--- Set problem ---
Exact repetition is required: output every record in full.

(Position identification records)
○ ○ ○ ○ ○ ○ ○
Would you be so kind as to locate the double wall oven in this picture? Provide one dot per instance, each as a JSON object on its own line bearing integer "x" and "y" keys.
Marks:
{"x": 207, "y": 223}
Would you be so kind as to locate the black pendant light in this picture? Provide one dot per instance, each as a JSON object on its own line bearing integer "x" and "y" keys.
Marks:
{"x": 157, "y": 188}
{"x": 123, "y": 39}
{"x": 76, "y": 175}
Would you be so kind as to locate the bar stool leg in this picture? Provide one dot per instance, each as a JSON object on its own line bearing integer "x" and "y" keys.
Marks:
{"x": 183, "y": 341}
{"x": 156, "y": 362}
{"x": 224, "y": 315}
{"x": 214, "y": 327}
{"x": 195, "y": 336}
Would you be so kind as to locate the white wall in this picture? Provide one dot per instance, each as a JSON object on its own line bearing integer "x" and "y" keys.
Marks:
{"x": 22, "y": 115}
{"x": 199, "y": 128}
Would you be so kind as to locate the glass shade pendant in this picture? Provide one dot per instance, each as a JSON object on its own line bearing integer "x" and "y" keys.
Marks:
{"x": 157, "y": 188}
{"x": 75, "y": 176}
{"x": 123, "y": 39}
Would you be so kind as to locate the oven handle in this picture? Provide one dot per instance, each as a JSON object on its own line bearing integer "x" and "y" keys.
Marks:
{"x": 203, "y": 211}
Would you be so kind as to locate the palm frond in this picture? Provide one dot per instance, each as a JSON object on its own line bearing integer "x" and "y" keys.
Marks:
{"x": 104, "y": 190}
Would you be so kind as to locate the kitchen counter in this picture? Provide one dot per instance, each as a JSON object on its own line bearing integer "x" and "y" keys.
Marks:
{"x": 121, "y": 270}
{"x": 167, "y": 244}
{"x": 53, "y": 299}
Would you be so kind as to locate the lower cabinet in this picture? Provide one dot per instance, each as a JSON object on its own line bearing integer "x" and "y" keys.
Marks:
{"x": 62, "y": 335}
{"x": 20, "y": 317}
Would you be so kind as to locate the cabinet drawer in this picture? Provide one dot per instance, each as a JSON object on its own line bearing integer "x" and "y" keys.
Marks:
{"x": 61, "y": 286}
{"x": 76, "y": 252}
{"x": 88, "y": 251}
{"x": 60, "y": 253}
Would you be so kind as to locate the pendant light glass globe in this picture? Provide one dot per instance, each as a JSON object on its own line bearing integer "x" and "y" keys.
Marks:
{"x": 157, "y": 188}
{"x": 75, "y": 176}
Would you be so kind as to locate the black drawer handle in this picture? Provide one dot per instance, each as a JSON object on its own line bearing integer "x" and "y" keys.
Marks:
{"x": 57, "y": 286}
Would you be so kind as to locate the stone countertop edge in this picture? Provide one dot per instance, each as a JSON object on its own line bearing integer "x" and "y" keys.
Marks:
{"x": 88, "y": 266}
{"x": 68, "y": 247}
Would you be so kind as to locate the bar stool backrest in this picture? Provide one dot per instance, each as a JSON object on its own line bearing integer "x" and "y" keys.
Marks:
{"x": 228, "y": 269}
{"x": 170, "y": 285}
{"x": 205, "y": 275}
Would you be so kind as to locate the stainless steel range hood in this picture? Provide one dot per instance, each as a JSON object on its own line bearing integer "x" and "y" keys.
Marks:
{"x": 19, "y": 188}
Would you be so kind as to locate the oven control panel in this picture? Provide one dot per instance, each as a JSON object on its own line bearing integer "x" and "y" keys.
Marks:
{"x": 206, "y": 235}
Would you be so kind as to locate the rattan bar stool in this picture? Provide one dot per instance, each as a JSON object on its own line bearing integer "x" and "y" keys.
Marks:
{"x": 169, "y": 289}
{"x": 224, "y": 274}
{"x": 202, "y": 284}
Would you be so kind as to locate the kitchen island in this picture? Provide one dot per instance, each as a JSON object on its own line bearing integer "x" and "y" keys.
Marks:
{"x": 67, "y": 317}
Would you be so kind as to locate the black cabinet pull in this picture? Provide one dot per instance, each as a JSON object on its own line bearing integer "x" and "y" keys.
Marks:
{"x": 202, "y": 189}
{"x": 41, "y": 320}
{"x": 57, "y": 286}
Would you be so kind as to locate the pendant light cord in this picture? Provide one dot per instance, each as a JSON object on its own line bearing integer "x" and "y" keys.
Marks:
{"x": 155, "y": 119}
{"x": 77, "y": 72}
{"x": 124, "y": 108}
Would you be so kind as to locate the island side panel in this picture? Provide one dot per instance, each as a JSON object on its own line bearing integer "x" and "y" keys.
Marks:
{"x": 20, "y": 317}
○ ○ ○ ○ ○ ○ ○
--- Reply to the task ---
Would you be so kind as to locate the double wall oven in this picture? Provide one dot per instance, each as a JSON object on its own line bearing integer "x" and "y" keys.
Marks:
{"x": 207, "y": 223}
Would you be so kind as to locate the black pendant light in this picture? Provide one dot per instance, each as a JSON object on its own line bearing integer "x" and "y" keys.
Marks:
{"x": 157, "y": 188}
{"x": 123, "y": 39}
{"x": 76, "y": 175}
Would you be so kind as to locate the bar stool leg in this picture? Provide one dot per instance, each as a JSON object on its own line bearing integer "x" and "y" keys.
Marks:
{"x": 183, "y": 341}
{"x": 156, "y": 362}
{"x": 224, "y": 315}
{"x": 214, "y": 327}
{"x": 195, "y": 336}
Would you be so kind as to locate the white wall in this picture? Provide one dot per instance, each as a JSON object on its own line bearing integer "x" and "y" keys.
Marks:
{"x": 22, "y": 115}
{"x": 199, "y": 128}
Would you be so kind as to locate the glass shade pendant in this picture? Provide one dot per instance, each as a JSON object on its own line bearing integer "x" and "y" keys.
Marks:
{"x": 157, "y": 188}
{"x": 75, "y": 176}
{"x": 123, "y": 39}
Would you be so kind as to locate the oven handle in this picture? Provide one dot per instance, each as a JSON object on its own line bearing integer "x" and "y" keys.
Marks:
{"x": 203, "y": 211}
Would you be so kind as to locate the palm frond in this picture? Provide one dot per instance, each as a JSON object on its own line bearing integer "x" and "y" keys.
Marks:
{"x": 104, "y": 190}
Would you be so kind as to locate the kitchen counter in this picture? Provide one dot per instance, each as a JSON object on its own line bearing integer "x" and "y" keys.
Marks:
{"x": 121, "y": 270}
{"x": 167, "y": 244}
{"x": 53, "y": 299}
Would you be so kind as to locate the lower cabinet in this picture? Provide one dot per instance, each as a JSON object on its own line bearing integer "x" and "y" keys.
Marks:
{"x": 62, "y": 335}
{"x": 20, "y": 317}
Would you be so kind as to locate the cabinet drawer in this picture? Provide one dot per instance, each as a JSON object on its own line bearing integer "x" and "y" keys.
Marks:
{"x": 61, "y": 286}
{"x": 76, "y": 252}
{"x": 88, "y": 251}
{"x": 60, "y": 253}
Would you be so kind as to locate the pendant light glass globe in this picture? Provide one dot per instance, each as a JSON object on its own line bearing integer "x" and "y" keys.
Marks:
{"x": 157, "y": 188}
{"x": 75, "y": 176}
Would you be so kind as to locate the black drawer handle in this picture? Provide one dot per instance, each as a JSON object on its own line bearing integer "x" and "y" keys.
Marks:
{"x": 57, "y": 286}
Would you be so kind as to locate the stone countertop edge in this picture? Provide one dot per instance, each as a JSON object on its own line bearing integer "x" and "y" keys.
Marks:
{"x": 88, "y": 266}
{"x": 68, "y": 247}
Would you be so kind as to locate the bar stool backrest in this picture? Provide one dot per instance, each as a JSON object on its own line bearing integer "x" and "y" keys.
Marks:
{"x": 228, "y": 269}
{"x": 170, "y": 285}
{"x": 205, "y": 275}
Would you be so kind as to locate the stainless steel range hood in this picture? Provide one dot per instance, each as a JSON object on its own line bearing integer "x" and "y" keys.
Marks:
{"x": 19, "y": 188}
Would you be so kind as to locate the oven control panel in this picture? Provide one dot per instance, each as a JSON object on its own line bearing integer "x" and "y" keys.
Marks:
{"x": 206, "y": 235}
Would you be so kind as to locate the rattan bar stool in this picture? Provide one dot per instance, each as a JSON object on its own line bearing integer "x" and "y" keys.
Marks:
{"x": 169, "y": 289}
{"x": 224, "y": 274}
{"x": 202, "y": 284}
Would you be so kind as to locate the kitchen island in this picture? Provide one dot per instance, each as a JSON object on its own line bearing integer "x" and "y" keys.
Marks:
{"x": 67, "y": 317}
Would you be so kind as to locate the black cabinet pull in this picture? Provide one dot per instance, each as a JSON object on its own line bearing integer "x" and "y" keys.
Marks:
{"x": 202, "y": 189}
{"x": 41, "y": 320}
{"x": 57, "y": 286}
Would you be so kind as to locate the pendant light cord in this picture? Provide one dot per instance, each as a JSON object on its own line bearing integer "x" and "y" keys.
Marks:
{"x": 155, "y": 119}
{"x": 77, "y": 72}
{"x": 124, "y": 108}
Would you be so kind as to locate the island side panel in this picture? Provide one dot per instance, each as a JSON object on its own line bearing integer "x" and "y" keys.
Marks:
{"x": 20, "y": 317}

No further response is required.